Un matin, la fille de Christophe Honoré entre dans la chambre de son père et lui tend un mot griffonné au feutre noir qu’elle a trouvé punaisé sur la porte d’entrée : « Guerre et Paix : contrepèterie douteuse ». Cet acte lâche, intervenu en pleine « Manif pour tous », est l’occasion pour le réalisateur et scénariste, homosexuel assumé, de revenir sur sa vie, ses amours adolescentes, ses questionnements, ses choix et le jugement incessant d’une société très normée qui ne peut s’empêcher de voir, chez celles et ceux éprouvant une attirance pour les personnes du même sexe, qu’une misérable déviance, une maladie honteuse. Et quand le fait d’être gay peut, à l’extrême limite, être toléré, il n’est pas envisageable d’être gay et père ou mère à la fois.
Un récit tonique, mené parfois comme un polar, car l’auteur de l’acte lâche ne s’arrêtera pas là.
Extrait, page 11 : « – Guerre et Paix : contrepèterie douteuse. »
Ma fille a lu ça avec sérieux. Insistant sur le « teuse » de « douteuse ». Puis petit mouvement de tête vers moi. Haussement d’épaules. Elle a demandé ce qu’était une contrepèterie.

Matériel d'étude.
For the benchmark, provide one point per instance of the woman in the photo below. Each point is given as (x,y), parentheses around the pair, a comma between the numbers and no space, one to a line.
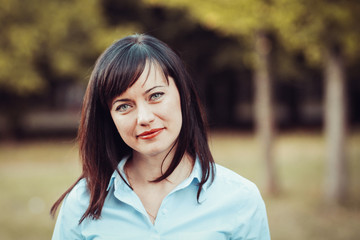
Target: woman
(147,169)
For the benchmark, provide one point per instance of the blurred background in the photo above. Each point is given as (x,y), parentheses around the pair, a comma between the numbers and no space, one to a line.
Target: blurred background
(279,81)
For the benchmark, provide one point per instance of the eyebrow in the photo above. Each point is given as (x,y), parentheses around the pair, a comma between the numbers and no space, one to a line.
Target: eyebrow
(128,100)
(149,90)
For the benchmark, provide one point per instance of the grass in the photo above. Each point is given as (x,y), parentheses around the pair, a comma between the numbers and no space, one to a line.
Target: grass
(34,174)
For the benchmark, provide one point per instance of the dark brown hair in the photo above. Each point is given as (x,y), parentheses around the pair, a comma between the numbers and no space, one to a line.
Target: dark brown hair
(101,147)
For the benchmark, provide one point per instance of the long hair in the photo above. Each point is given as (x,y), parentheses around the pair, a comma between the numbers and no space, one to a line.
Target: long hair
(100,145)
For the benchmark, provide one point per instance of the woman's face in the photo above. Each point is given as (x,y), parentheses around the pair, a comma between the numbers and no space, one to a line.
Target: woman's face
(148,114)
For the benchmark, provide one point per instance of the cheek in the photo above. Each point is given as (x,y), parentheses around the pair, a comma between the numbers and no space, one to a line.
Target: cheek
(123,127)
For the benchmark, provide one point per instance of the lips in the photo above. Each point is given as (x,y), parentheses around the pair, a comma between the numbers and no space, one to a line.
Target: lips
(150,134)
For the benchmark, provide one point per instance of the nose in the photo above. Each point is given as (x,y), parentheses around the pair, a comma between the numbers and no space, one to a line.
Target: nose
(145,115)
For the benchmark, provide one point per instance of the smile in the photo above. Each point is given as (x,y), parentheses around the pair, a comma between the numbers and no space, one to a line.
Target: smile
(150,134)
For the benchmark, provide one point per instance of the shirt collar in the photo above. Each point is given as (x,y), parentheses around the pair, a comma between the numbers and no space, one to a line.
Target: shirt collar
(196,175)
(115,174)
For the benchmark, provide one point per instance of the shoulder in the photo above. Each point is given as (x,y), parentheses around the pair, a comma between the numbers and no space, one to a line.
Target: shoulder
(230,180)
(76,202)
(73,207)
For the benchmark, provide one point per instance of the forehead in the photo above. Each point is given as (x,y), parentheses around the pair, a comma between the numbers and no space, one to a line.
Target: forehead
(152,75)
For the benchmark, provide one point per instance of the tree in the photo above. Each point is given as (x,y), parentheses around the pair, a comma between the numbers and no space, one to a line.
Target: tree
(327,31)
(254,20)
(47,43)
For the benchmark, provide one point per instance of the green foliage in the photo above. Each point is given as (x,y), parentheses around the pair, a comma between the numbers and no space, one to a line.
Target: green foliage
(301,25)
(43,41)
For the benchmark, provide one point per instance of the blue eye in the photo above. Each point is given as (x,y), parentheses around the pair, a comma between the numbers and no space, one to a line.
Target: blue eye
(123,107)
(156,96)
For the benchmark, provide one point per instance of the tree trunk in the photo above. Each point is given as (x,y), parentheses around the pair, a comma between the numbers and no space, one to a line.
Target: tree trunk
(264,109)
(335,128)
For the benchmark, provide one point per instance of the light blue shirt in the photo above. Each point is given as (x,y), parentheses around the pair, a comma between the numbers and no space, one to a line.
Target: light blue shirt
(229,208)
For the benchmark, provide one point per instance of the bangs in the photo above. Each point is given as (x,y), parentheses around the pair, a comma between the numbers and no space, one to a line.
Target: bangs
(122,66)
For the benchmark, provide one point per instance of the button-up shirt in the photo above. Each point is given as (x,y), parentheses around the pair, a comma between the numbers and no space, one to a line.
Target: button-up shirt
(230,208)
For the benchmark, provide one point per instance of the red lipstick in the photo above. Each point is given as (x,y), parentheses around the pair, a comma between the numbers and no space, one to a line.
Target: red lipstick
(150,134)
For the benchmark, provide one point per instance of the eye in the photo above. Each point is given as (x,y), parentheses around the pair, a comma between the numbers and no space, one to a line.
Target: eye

À travailler.
Reprenez, s'il vous plaît, le texte sur le récit de Christophe Honoré et poursuivez-le à partir de sa dernière phrase.

Réponse attendue.
Mes poumons ont pris chaud brusquement. Je me suis penché vers la fenêtre. Les persiennes laissaient tomber une lumière bleue où j’ai retourné le billet dans tous les sens.
Pourquoi avoir punaisé ce billet sur ma porte ? Pourquoi ne pas le glisser au-dessous ? Pourquoi s’attacher à l’afficher ? Pourquoi ce désir de proclamer ce que l’on a tenu à me dire ? Mais tenait-on à me dire quelque chose ou plutôt à me signaler ? Cette blague était plus communiquée que partagée. A-t-on craint que je la dissimule et que je la taise, cette blague qu’on me faisait ? Était-ce si important de la montrer au grand jour qu’on ait fait le choix de la placarder ? » Christophe Honoré.